- **What is needed**: Print the data below word for word, beginning at the line that contains "The component shall return one point per instance of the white" and stopping after the final line of the data.

- **Stored records**:

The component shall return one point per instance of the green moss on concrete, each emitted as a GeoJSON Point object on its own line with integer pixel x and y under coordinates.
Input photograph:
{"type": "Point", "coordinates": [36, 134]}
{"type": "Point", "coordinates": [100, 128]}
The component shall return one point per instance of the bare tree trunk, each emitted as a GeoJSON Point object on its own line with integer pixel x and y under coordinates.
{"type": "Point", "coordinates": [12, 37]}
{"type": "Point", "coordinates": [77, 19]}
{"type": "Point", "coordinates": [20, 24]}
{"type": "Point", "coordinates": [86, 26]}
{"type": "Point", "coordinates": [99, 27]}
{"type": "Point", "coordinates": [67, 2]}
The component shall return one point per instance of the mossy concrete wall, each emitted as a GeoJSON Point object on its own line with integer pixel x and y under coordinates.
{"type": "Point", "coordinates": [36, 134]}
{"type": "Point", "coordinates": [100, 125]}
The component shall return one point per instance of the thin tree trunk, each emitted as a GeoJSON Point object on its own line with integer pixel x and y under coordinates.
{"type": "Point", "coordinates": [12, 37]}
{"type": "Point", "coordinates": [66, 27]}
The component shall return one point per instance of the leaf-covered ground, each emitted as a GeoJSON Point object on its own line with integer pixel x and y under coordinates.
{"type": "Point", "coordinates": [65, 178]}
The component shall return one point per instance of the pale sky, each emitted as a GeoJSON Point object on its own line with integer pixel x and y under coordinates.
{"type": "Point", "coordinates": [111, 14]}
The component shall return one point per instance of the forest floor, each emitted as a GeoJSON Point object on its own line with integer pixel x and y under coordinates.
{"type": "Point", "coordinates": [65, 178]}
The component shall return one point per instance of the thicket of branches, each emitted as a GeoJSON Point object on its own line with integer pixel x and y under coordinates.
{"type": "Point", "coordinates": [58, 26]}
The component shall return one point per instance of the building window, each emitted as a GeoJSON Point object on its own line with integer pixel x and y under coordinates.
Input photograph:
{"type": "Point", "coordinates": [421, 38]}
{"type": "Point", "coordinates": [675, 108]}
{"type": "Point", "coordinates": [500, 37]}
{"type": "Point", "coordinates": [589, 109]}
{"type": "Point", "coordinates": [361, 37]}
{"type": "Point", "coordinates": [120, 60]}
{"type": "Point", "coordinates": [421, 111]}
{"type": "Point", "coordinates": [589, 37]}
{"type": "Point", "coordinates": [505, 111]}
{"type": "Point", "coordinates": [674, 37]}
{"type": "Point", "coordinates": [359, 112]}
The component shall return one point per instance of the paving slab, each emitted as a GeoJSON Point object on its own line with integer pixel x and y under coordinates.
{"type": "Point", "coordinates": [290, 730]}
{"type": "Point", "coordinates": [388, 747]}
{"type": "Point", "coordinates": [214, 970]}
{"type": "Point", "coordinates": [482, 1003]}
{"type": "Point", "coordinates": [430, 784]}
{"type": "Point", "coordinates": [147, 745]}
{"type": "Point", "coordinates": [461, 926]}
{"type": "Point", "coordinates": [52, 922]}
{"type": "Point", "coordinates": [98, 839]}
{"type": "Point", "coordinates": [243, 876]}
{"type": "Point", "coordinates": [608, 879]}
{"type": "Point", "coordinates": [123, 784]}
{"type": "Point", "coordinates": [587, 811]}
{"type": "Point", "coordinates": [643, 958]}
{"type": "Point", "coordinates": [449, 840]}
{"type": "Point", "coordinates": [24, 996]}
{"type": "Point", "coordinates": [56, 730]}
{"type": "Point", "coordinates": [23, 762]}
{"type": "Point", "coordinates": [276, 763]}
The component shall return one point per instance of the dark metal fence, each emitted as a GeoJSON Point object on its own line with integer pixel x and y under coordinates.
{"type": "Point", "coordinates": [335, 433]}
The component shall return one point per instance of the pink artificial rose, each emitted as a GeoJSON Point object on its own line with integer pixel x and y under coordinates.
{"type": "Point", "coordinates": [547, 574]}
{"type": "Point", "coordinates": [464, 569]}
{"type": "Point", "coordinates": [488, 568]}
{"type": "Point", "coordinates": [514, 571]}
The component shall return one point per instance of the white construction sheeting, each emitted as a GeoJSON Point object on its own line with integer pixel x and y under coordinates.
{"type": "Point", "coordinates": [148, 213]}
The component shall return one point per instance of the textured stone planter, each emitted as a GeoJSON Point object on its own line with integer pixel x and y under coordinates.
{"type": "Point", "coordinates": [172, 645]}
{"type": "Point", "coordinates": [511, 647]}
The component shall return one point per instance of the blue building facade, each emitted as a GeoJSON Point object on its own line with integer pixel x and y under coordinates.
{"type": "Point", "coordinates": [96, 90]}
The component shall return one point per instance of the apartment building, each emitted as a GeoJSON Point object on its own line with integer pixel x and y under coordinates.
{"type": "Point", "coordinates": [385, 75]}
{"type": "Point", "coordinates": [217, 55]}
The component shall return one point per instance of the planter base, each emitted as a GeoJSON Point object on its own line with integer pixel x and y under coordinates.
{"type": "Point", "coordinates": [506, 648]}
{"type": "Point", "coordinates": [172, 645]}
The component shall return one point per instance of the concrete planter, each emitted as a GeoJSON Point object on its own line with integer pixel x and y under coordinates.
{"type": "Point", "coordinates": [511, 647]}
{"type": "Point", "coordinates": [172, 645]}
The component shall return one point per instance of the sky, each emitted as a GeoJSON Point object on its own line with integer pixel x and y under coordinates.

- **Response to the task**:
The component shall return one point per instance of the white construction sheeting, each emitted as a GeoJSON Point object on its own line with integer pixel x and y under coordinates.
{"type": "Point", "coordinates": [148, 213]}
The component shall return one point per instance of the textured stone planter, each emitted as a GeoJSON Point object on its own line with integer pixel x and y under coordinates.
{"type": "Point", "coordinates": [172, 645]}
{"type": "Point", "coordinates": [511, 647]}
The component shall return one point per instance of the blue building facade, each emitted as a GeoJSON Point object on its own line with integer pixel x and y under coordinates.
{"type": "Point", "coordinates": [96, 90]}
The component shall return one point per instance of the apartment building, each emitted as a GeoJSON Point object on its own line with integer pixel x and y under coordinates.
{"type": "Point", "coordinates": [385, 75]}
{"type": "Point", "coordinates": [217, 55]}
The component shall return one point per instance of the planter base, each emitted as a GeoJSON Point object on its own line with integer pixel x and y under coordinates.
{"type": "Point", "coordinates": [506, 648]}
{"type": "Point", "coordinates": [172, 645]}
The component shall return one point per instance of the concrete planter, each emitted as a GeoJSON Point object on its own line with integer pixel x and y under coordinates.
{"type": "Point", "coordinates": [511, 647]}
{"type": "Point", "coordinates": [172, 645]}
The component shall return one point per instance of the sky, each emitted as a GeoJSON Point object on its own line with integer pixel x and y under coordinates.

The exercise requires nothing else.